== TASK INSTRUCTIONS ==
Return lines starting at the line that contains "the white cloud" and ending at the line that contains "Target: white face mask", reproduced precisely, both of those included.

Dataset rows:
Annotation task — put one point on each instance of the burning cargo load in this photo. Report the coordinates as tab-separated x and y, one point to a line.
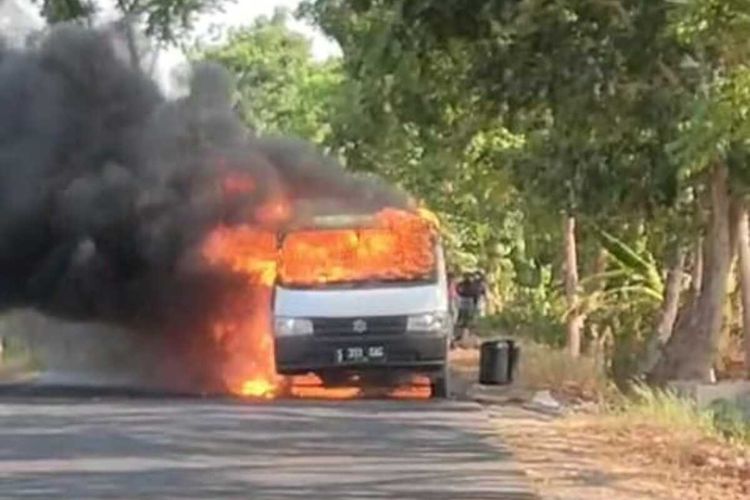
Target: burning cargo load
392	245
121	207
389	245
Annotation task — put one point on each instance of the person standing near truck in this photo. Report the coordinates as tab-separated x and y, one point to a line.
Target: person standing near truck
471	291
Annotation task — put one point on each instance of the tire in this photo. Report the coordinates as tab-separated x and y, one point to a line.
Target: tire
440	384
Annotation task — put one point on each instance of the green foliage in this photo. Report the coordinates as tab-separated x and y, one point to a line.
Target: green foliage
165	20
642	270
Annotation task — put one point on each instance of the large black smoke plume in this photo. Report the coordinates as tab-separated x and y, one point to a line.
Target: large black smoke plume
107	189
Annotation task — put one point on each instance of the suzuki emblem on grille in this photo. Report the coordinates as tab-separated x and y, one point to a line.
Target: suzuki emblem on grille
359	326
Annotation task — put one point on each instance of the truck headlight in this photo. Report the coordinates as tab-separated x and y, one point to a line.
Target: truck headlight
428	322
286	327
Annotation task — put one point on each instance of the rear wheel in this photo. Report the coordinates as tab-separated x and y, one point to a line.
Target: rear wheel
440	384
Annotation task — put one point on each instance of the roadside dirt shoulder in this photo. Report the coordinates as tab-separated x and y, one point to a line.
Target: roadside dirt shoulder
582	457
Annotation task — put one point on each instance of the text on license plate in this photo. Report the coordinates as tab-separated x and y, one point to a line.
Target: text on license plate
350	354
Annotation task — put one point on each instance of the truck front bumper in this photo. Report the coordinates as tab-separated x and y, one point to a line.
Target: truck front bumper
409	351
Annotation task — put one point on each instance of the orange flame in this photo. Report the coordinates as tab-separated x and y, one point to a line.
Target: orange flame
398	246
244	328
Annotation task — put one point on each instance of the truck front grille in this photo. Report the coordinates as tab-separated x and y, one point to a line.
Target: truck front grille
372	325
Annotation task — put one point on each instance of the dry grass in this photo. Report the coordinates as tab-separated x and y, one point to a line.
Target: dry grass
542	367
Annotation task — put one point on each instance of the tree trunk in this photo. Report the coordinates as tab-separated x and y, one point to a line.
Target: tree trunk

---

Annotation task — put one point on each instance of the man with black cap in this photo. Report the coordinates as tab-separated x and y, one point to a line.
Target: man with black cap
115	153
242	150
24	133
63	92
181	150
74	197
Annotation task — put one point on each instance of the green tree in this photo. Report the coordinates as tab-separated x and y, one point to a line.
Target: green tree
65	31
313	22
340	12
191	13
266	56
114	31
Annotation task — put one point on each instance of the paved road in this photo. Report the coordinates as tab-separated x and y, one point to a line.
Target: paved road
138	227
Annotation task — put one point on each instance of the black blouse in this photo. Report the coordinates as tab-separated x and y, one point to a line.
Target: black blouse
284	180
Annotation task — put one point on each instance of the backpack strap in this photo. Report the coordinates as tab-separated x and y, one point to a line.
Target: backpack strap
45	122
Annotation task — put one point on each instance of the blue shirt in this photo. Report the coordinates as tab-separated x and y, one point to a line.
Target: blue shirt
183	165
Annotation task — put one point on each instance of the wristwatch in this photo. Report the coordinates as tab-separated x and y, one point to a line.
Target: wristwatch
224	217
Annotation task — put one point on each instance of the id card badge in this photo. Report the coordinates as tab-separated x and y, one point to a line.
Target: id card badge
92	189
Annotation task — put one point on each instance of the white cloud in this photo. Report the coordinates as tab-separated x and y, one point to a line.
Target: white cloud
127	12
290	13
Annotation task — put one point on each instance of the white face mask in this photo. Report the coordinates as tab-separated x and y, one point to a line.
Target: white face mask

== TASK RESULT ==
Annotation task — put one point on each instance of the white cloud in this photo. Report the coordinates as tab-separated x and y, one point to a line.
Target: white cloud
127	12
290	13
Annotation task — put one point on each instance of the white face mask in this photo. Report the coordinates as tab-separated x and y, one point to a line.
Target: white face mask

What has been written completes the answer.